Stored entries

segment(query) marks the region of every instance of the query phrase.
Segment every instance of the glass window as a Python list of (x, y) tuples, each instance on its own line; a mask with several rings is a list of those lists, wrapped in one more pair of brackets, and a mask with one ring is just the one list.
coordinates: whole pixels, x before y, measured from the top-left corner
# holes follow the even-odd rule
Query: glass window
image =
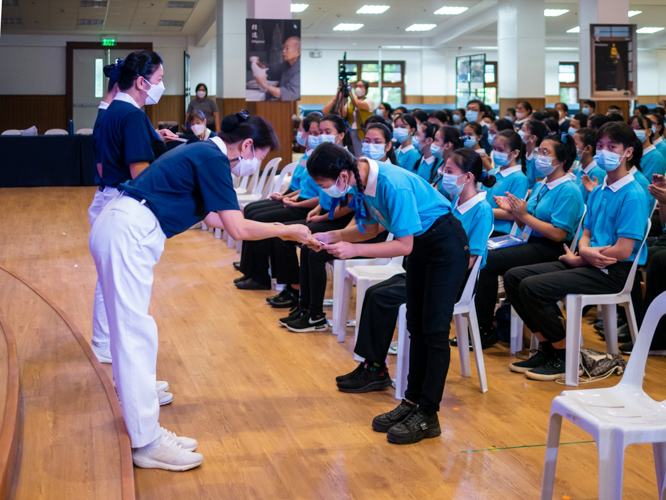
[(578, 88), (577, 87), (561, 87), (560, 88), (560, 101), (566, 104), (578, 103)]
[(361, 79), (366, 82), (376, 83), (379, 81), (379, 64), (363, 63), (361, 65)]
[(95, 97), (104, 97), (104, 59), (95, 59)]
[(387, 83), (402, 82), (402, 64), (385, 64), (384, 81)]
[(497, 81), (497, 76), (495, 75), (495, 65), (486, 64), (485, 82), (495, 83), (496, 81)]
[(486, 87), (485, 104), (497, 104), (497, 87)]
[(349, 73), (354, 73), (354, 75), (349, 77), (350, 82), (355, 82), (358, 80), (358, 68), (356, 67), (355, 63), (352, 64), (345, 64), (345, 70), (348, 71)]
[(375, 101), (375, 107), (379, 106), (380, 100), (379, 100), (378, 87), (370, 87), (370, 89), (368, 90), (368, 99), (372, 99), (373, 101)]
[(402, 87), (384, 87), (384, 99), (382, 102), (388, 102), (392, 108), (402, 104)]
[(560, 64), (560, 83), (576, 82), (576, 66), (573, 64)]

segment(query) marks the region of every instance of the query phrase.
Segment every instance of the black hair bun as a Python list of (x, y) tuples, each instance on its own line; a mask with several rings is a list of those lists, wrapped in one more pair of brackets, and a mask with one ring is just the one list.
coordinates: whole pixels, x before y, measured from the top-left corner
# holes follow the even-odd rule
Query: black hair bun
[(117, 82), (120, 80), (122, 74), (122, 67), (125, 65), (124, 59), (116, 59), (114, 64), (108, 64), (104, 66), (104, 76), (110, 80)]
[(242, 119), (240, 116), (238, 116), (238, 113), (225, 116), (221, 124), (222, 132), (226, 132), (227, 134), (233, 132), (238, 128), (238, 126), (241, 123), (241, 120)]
---
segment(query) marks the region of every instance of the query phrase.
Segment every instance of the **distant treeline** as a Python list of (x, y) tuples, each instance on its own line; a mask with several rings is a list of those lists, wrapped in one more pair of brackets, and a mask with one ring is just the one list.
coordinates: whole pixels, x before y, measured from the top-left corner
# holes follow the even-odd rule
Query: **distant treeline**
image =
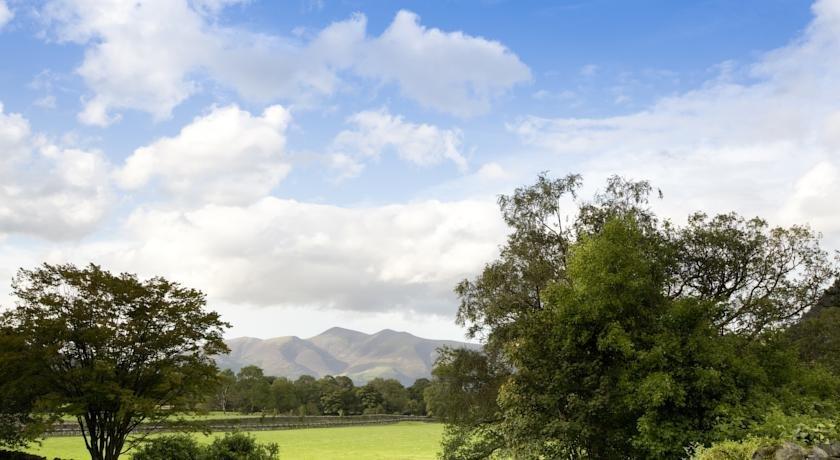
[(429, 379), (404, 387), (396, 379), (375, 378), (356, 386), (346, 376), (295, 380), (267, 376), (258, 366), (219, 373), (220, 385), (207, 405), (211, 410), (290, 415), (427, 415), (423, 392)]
==
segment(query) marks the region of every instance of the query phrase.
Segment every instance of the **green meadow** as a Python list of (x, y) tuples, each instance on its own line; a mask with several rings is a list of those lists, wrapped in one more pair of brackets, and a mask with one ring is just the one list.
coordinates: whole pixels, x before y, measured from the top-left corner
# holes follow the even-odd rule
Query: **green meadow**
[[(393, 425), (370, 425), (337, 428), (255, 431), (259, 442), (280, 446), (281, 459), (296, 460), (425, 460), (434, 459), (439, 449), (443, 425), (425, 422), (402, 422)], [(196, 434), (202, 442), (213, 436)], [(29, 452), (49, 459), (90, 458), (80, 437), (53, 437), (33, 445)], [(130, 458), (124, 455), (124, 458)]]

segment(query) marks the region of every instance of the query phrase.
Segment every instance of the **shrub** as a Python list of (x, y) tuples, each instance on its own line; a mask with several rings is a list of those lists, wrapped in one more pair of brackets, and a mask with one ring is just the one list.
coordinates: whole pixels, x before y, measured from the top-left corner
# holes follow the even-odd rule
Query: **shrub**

§ Task requirements
Please output exactly the lines between the one holding "Segment every instance of the **distant" and the one holding "Query: **distant treeline**" in the records above, inclusive, and nothing more.

§ Result below
Segment every instance of the **distant treeline** as a Python list of (x, y) tuples, each instance on its own line; a mask with several rings is a list of those lists, wrapped in one more pair of brackets, and a mask with one ring is just the one list.
coordinates: whole pixels, x before y, measured from the top-left corner
# holes follow the even-odd rule
Query: **distant treeline**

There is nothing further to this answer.